What this task involves
Convert all of the data into a numbered list with one line per item, skipping any blank lines and leaving the pictures out.

Data for processing

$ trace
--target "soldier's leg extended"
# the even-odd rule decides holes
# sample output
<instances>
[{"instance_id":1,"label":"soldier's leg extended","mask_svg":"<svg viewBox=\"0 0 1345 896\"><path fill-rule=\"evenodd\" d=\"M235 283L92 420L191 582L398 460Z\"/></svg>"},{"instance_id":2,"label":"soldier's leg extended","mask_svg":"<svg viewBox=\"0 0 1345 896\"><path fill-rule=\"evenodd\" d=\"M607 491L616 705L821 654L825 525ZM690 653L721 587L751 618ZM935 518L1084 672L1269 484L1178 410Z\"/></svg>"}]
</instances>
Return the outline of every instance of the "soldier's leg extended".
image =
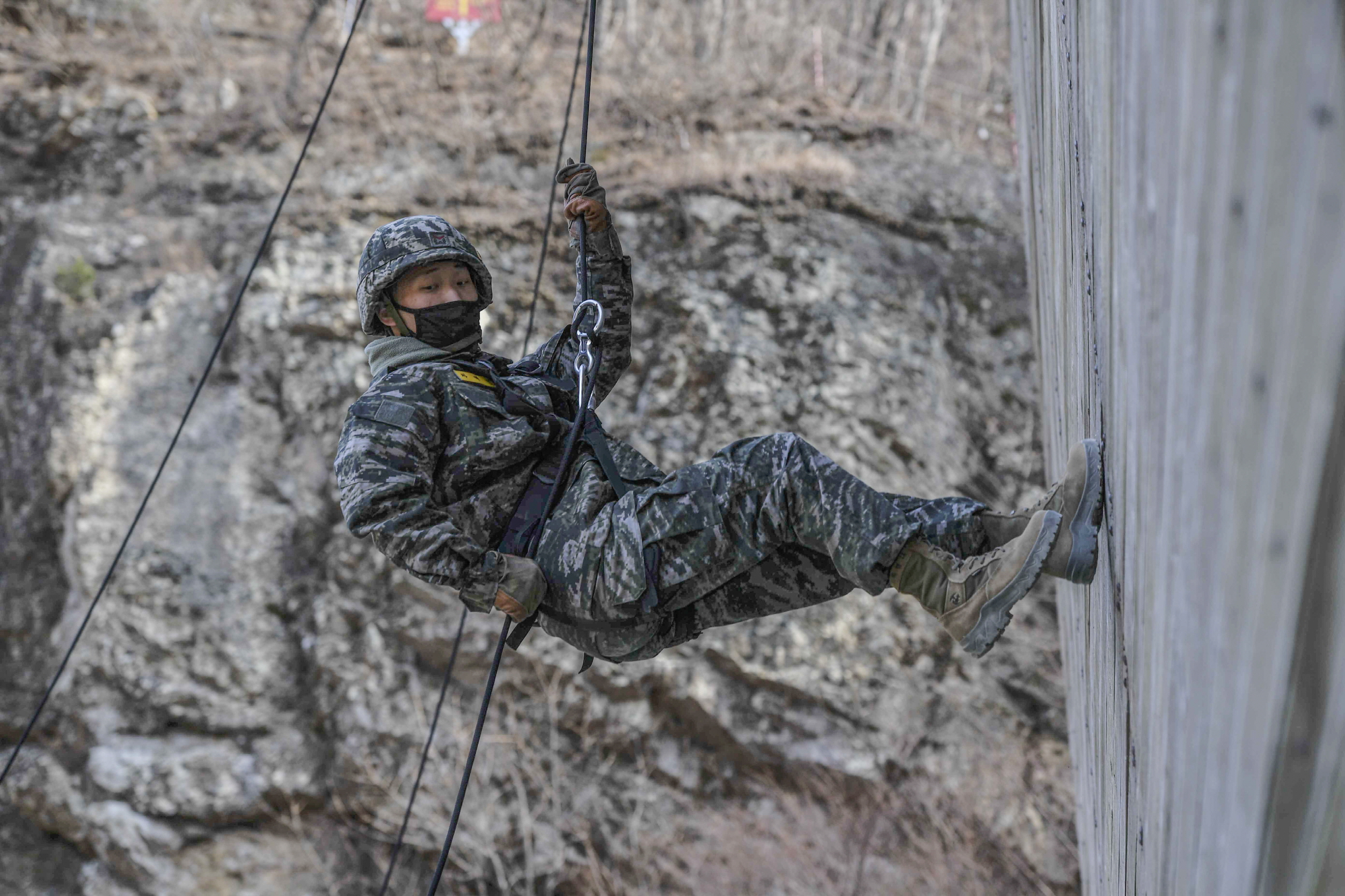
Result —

Solution to the problem
1. $ trace
2. --target "soldier's leg extended"
3. # the even-odd rule decides holes
4. # sample output
5. <instances>
6. [{"instance_id":1,"label":"soldier's leg extended","mask_svg":"<svg viewBox=\"0 0 1345 896\"><path fill-rule=\"evenodd\" d=\"M235 283L92 420L191 582L398 460Z\"/></svg>"},{"instance_id":2,"label":"soldier's leg extended","mask_svg":"<svg viewBox=\"0 0 1345 896\"><path fill-rule=\"evenodd\" d=\"M607 491L616 705L821 654L825 525ZM690 653L721 587L751 618ZM935 518L1084 672L1269 484L1178 410Z\"/></svg>"}]
7. </instances>
8. Return the outline of every instance of the "soldier's leg extended".
9. image =
10. Result —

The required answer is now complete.